* Text excerpt
The building or site itself may lie within the boundary of more than one authority.

District:
Cornwall (Unitary Authority)
Parish:
St. Just
National Grid Reference:
SW3616428874

Reasons for Designation

The courtyard house is a building form developed in south west England in the Roman period during the second to fourth centuries AD. It was usually oval or curvilinear in shape, taking the form of a thick coursed rubble wall containing rooms and some storage chambers. A central area - the courtyard - was enclosed by this wall and the rooms and the main entrance opened into it. The courtyard is generally considered to have remained unroofed. Excavations of courtyard houses have revealed paved and cobbled floors, stone partitions, slab-lined and slab-covered drains, threshold and door pivot stones and slab-lined hearths, together with artefactual debris. Excavations have also shown that some courtyard houses developed from earlier phases of timber and/or stone built round houses on the same site. Courtyard houses may occur singly or in groups. The national distribution includes over 110 recorded courtyard houses, mostly on the Penwith peninsula at the western tip of Cornwall, with a single example on the Isles of Scilly. Courtyard houses are unique within the range of Romano-British settlement types, showing a highly localised adaptation to the windswept conditions of the far south west of England. They are important sources of information on the distinctive nature and pattern of settlement that developed during the Iron Age and Roman periods in south west England. Despite some limited partial excavation, the courtyard house settlement 335m south of Nanjulian Farm survives well and will contain archaeological and environmental evidence related to its construction, development, social organisation, function, trade, agricultural practices, longevity, domestic arrangements and overall landscape context.

* Entries for pointing and labeling
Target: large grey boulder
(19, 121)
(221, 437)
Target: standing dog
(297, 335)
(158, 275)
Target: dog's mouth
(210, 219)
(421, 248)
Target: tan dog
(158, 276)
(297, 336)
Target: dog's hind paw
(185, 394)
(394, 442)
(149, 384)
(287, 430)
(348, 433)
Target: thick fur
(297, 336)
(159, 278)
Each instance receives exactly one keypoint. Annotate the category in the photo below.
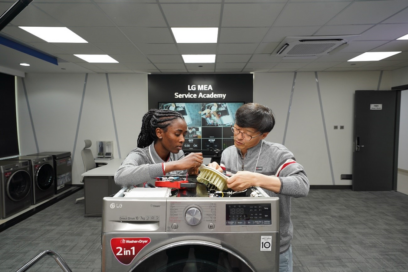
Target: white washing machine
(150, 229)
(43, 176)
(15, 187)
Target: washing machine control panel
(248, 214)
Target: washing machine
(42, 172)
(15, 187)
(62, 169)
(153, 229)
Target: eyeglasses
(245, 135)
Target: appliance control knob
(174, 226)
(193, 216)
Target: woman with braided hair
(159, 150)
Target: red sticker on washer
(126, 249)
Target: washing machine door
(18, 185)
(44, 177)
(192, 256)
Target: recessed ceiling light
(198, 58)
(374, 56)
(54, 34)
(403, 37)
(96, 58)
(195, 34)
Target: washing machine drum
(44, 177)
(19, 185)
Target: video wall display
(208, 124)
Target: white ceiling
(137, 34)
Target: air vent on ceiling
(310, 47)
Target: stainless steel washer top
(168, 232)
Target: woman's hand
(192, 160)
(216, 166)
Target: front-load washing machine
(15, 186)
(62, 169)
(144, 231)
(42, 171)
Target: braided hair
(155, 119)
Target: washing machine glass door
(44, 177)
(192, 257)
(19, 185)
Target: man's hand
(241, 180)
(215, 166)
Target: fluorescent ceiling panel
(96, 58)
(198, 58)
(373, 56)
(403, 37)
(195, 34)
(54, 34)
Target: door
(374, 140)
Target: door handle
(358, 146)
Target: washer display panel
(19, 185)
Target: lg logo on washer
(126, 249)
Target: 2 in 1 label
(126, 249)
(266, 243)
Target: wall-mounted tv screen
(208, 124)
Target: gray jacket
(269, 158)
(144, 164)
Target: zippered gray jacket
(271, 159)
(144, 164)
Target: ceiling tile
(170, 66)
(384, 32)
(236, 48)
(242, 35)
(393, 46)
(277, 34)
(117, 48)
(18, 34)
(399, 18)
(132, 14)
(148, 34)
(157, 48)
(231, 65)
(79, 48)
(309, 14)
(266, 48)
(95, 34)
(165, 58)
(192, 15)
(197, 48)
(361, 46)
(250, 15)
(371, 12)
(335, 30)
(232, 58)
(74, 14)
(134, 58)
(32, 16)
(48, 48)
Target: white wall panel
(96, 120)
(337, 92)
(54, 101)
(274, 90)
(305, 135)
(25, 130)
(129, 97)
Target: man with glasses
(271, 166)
==
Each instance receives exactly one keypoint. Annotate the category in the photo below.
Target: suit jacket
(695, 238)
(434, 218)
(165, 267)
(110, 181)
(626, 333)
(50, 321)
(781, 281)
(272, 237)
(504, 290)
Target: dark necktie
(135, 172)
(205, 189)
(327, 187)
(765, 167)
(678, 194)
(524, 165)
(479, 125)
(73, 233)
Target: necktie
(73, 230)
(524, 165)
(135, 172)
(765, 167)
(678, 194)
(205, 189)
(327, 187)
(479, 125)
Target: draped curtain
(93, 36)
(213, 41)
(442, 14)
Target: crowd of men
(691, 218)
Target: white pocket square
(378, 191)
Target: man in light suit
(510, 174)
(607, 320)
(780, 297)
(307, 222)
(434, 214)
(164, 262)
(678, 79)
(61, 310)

* To be done
**a)** According to the text on courtyard houses, how many recorded courtyard houses does the national distribution include?
**b)** Pick up the text on the courtyard house settlement south of Nanjulian Farm right after its final sentence and carry it on.

* Task results
**a)** Over 110.

**b)**
Details

The monument includes a courtyard house settlement, situated on a coastal ridge overlooking Aire Point and Whitesand Bay. The settlement survives as three conjoined courtyard houses each with a courtyard, long room and round room with further round houses. All are defined by earth and stone banks and sections of drystone walling measuring up to 1.1m high. A fourth courtyard house lies to the east. A small unpublished excavation was conducted by FM Patchett in the 1940's and revealed Iron Age walling and two fragments of Iron Age pottery. The area was surveyed by the Cornwall Archaeological Unit in 1985.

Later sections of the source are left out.